• [Record extracts]:
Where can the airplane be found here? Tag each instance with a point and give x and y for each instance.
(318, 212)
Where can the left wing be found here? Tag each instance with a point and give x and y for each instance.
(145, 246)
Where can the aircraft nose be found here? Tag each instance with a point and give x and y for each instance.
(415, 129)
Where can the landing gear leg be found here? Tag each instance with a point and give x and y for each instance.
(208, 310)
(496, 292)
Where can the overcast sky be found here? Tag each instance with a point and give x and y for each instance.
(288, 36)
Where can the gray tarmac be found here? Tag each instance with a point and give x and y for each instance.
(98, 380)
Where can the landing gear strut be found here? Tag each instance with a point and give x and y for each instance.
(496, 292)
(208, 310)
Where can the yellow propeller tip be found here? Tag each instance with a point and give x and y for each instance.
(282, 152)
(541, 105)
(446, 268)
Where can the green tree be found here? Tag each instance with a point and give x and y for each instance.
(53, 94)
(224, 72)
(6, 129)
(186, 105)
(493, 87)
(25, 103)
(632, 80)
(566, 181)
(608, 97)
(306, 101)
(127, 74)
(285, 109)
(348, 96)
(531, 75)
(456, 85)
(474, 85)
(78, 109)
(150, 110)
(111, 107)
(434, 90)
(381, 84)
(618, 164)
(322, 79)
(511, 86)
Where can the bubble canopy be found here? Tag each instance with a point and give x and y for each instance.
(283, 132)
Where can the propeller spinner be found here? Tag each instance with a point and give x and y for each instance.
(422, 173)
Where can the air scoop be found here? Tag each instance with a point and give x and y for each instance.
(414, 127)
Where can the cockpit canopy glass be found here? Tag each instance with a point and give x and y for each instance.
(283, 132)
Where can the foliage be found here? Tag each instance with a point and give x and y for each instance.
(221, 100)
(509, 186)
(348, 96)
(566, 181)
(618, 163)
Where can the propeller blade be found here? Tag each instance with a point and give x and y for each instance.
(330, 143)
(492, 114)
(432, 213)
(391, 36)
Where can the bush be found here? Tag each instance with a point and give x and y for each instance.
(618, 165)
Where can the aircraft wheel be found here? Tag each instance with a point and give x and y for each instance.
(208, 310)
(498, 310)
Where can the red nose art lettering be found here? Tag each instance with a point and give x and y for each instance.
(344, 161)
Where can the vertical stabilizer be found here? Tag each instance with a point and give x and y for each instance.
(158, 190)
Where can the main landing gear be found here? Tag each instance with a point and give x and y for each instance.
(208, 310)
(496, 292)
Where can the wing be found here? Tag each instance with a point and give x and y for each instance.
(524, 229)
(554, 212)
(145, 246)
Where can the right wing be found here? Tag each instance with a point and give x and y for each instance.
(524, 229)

• [What to produce]:
Please copy all of the lines above word for word.

• [Answer to the exercise]:
Where can the airplane be found here? Tag each instance with a point and give x and y for each instance.
(318, 212)
Where can the left wing be found here? Tag each instance with a point and give x and y for each instance.
(145, 246)
Where can the aircraft nose be found here? Tag each instance with a point and give x and y for each instance.
(415, 129)
Where can the landing gear leg be found here? Tag each instance with a point and give x and y for each instance.
(208, 310)
(496, 292)
Where can the overcast sky be found here? Tag each instance with a point and give x and y for each instance.
(288, 36)
Where can the gray tarmac be found here? Tag each instance with a point and give x and y for each instance.
(98, 380)
Where can the landing gear strut be found here? Tag each instance with a point and give x and y for each instance.
(496, 292)
(208, 310)
Where can the yellow propeller tip be found here? Tag each instance with a point and give x and y for each instance.
(282, 152)
(541, 105)
(446, 268)
Where can the green tree be found here? Tag each instance with a point and give x and y for each instance.
(53, 94)
(224, 72)
(6, 129)
(186, 105)
(493, 87)
(25, 103)
(632, 80)
(566, 181)
(608, 97)
(306, 101)
(127, 74)
(285, 109)
(348, 96)
(531, 75)
(456, 85)
(474, 85)
(78, 109)
(150, 110)
(111, 107)
(434, 90)
(381, 84)
(618, 164)
(322, 79)
(511, 86)
Where can the bubble canopy be found here? Tag each instance with a point and give x and y for each instance.
(283, 132)
Where can the propeller spinner be found here? Tag each instance with a point and give x and y for each instance.
(422, 173)
Where can the air scoop be found here? Tag each instance with a point and give x and y for each instance.
(414, 127)
Where can the cockpit canopy glass be found here? Tag each instance with a point and give x and y for each instance.
(283, 132)
Where can the foliage be found here? Tag each instance with a point and give x and y for each instance.
(221, 100)
(509, 186)
(348, 96)
(566, 181)
(618, 163)
Where can the propeller blade be found here? Tag each instance with a point and give x and y for each instance.
(330, 143)
(492, 114)
(432, 213)
(391, 36)
Where can the bush be found here? Tag each instance with a point and give x and y for each instance.
(618, 165)
Where can the aircraft wheel be found here? Tag each instance with a point and give x and y for each instance.
(208, 310)
(498, 310)
Where can the red nose art lettering be found here? Tag each instance with a point and give x and y for each instance.
(344, 161)
Where can the vertical stabilizer be found here? Tag each instance with a point and give x and y for each instance.
(158, 190)
Where can the main landing gear be found here? Tag each instance with a point and give x and y for each instance.
(208, 310)
(496, 292)
Where can the wing be found here? Tag each instance with a point and give x and y for each instance.
(524, 229)
(554, 212)
(145, 246)
Where can the right wing be found here? Tag each instance with a point and give x and y for each instance.
(524, 229)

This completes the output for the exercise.